WHAT TO WORK ON:
Please copy out each line below that contains the word "wooden".

EXCERPTED DATA:

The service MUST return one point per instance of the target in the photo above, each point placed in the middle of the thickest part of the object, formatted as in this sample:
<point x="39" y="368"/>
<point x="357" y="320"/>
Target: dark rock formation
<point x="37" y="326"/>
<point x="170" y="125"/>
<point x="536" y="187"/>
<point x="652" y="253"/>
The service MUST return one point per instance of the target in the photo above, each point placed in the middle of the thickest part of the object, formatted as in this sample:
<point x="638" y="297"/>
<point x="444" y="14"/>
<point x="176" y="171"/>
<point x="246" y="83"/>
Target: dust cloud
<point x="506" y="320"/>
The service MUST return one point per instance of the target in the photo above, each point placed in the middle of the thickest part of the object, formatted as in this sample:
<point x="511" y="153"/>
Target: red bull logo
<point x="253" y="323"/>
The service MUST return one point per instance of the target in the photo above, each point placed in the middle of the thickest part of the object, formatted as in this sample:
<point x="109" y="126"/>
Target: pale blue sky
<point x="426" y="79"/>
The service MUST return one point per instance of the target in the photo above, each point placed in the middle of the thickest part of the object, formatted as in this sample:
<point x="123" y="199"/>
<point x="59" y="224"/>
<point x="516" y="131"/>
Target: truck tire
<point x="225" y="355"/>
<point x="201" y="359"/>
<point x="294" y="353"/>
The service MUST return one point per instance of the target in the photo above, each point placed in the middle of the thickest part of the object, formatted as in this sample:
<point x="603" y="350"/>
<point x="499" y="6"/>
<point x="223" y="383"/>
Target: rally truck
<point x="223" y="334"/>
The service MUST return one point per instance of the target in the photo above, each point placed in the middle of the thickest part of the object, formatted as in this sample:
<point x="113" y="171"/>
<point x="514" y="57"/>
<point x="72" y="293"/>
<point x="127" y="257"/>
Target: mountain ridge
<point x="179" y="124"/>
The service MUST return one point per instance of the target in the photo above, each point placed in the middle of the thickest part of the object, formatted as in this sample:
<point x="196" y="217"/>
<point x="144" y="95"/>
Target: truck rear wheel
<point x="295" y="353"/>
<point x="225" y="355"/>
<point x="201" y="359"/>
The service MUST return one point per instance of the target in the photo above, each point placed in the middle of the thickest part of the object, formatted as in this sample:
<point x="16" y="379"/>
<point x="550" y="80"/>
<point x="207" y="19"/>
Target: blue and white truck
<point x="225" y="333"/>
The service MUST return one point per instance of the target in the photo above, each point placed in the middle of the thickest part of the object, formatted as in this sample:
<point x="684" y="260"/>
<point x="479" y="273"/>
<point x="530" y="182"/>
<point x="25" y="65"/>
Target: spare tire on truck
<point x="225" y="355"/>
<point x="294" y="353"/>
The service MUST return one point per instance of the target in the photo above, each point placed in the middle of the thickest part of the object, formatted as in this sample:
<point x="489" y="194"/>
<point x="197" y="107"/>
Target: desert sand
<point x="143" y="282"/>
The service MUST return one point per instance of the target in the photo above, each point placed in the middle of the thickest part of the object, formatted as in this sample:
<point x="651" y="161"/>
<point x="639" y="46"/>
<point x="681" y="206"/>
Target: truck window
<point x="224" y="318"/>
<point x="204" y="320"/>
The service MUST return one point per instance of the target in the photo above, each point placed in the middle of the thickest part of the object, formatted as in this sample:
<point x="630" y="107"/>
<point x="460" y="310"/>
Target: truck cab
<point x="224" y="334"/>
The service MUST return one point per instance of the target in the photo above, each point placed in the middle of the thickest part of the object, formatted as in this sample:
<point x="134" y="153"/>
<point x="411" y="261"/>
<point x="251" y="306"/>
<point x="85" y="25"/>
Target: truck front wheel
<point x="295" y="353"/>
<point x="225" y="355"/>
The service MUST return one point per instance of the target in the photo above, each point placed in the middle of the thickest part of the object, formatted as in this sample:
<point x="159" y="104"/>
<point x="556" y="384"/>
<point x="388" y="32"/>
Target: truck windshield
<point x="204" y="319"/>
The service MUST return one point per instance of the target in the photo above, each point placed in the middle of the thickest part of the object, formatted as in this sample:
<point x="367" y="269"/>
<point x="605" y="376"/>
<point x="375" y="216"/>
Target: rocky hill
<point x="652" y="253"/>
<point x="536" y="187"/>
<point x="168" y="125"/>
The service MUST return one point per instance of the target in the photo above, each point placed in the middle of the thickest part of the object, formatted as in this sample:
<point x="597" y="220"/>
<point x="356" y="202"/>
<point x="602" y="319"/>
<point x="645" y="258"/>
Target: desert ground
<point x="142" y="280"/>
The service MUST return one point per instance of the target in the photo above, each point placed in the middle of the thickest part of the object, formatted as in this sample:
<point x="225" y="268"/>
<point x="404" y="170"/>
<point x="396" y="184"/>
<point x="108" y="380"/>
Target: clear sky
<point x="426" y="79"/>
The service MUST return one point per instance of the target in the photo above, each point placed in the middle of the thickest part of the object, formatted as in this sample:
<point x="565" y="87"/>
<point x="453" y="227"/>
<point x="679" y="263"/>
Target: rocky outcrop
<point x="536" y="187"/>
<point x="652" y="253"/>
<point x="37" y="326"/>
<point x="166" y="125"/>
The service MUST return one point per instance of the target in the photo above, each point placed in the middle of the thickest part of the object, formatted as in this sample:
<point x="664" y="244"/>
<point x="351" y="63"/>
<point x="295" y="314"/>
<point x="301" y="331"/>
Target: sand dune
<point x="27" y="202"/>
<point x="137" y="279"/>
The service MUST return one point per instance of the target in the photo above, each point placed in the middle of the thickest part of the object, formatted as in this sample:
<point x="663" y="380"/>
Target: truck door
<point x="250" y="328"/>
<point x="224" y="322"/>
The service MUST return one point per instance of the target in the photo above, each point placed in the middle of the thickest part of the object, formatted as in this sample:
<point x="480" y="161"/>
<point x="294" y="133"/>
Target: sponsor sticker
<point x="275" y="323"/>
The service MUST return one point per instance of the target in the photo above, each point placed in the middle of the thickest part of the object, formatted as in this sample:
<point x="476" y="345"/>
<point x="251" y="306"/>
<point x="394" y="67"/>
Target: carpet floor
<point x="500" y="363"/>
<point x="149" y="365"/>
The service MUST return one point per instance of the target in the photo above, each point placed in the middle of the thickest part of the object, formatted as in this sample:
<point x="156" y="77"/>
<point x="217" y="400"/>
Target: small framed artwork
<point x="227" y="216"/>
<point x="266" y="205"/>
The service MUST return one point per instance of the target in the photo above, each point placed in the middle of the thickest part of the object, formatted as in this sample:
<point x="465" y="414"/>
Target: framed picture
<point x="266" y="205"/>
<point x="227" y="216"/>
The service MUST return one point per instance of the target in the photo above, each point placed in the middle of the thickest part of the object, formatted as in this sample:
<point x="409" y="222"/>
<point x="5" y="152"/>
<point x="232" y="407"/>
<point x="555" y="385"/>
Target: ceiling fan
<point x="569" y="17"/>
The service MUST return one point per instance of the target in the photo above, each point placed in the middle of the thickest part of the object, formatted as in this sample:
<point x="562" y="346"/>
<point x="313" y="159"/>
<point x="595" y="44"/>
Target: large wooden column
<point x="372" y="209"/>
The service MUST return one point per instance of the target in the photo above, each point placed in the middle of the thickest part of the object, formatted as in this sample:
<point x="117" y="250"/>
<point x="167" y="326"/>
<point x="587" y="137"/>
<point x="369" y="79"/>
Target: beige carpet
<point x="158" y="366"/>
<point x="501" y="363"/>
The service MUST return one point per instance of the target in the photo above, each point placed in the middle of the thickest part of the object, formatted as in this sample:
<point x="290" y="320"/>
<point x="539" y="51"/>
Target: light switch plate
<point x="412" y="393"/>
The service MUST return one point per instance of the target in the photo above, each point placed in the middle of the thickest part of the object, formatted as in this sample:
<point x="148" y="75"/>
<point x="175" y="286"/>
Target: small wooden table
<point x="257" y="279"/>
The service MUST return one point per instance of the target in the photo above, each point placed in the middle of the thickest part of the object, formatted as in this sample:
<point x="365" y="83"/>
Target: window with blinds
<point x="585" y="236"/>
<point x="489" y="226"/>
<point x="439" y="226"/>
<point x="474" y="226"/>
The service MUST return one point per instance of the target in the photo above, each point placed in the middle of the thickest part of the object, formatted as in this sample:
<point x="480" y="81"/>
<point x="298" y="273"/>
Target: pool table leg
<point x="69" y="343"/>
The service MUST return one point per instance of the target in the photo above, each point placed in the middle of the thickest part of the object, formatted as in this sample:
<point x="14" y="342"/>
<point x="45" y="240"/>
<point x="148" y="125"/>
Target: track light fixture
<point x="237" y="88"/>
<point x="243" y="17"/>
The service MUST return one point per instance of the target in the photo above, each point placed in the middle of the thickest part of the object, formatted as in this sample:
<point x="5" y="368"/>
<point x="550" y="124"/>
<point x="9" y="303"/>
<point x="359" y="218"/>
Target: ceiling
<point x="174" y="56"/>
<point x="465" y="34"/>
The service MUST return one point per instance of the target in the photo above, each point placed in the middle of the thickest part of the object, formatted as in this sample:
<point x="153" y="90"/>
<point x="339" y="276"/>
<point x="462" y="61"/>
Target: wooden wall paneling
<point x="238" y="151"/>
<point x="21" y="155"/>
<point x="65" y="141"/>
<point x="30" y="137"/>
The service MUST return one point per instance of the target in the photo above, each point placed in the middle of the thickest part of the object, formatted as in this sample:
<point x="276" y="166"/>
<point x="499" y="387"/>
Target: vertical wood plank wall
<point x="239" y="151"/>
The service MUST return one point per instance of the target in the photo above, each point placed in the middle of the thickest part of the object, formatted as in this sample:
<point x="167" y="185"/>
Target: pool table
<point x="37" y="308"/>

ANSWER:
Target: large wooden column
Target: small wooden table
Target: wooden wall paneling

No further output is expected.